- AVAILABLE DATA:
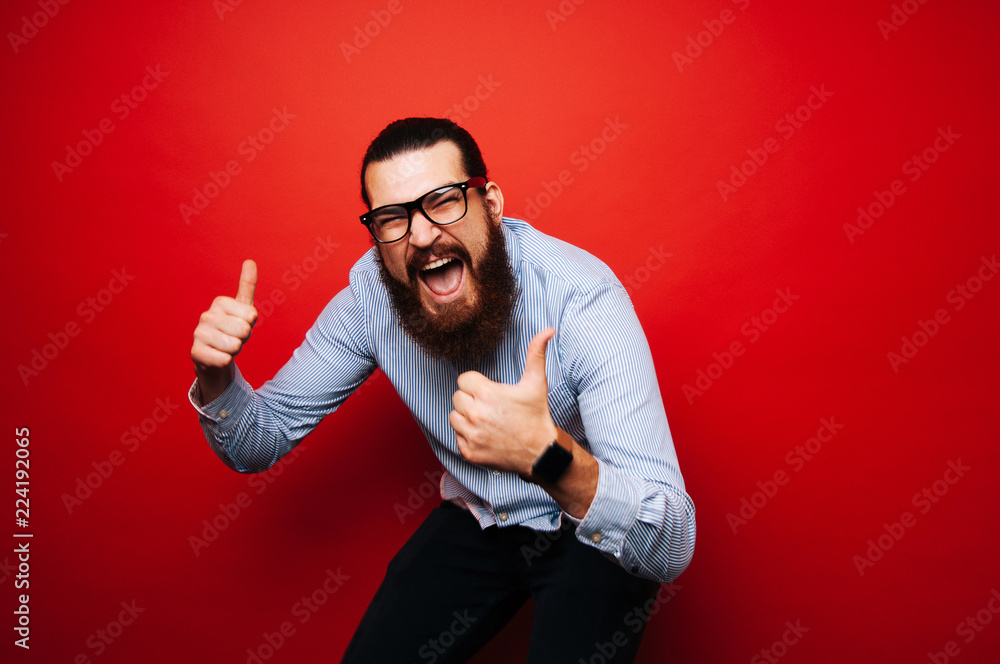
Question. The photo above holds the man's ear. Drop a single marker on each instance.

==

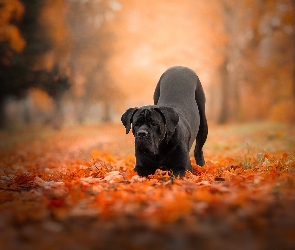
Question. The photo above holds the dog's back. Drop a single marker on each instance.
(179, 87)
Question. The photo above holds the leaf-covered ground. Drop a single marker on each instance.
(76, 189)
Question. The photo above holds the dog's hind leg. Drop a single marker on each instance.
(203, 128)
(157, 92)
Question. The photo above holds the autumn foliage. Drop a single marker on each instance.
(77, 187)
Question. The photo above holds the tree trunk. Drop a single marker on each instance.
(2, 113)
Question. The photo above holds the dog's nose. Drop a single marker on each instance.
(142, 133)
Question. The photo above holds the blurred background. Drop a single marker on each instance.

- WHAT THE TASK REQUIRES:
Return the span of lines in the data above that opens at the line with "Question. The photo above holds the dog's hind" and closes at the line with "Question. The photo above holds the blurred", exactly, ends included, nothing else.

- TASK SOLUTION:
Question. The photo above holds the dog's hind leg. Drop a single marker on each instance.
(203, 128)
(157, 92)
Question. The photo above holds the autumn foliage. Drop a single marker on each instance.
(77, 187)
Question. The photo above holds the tree trunk. Drop a single marker on each instance.
(2, 113)
Question. The photo above holds the dog's nose. Drop a single marker on each instance.
(142, 133)
Question. The photo above holds the blurred background. Drop a single marker on each instance.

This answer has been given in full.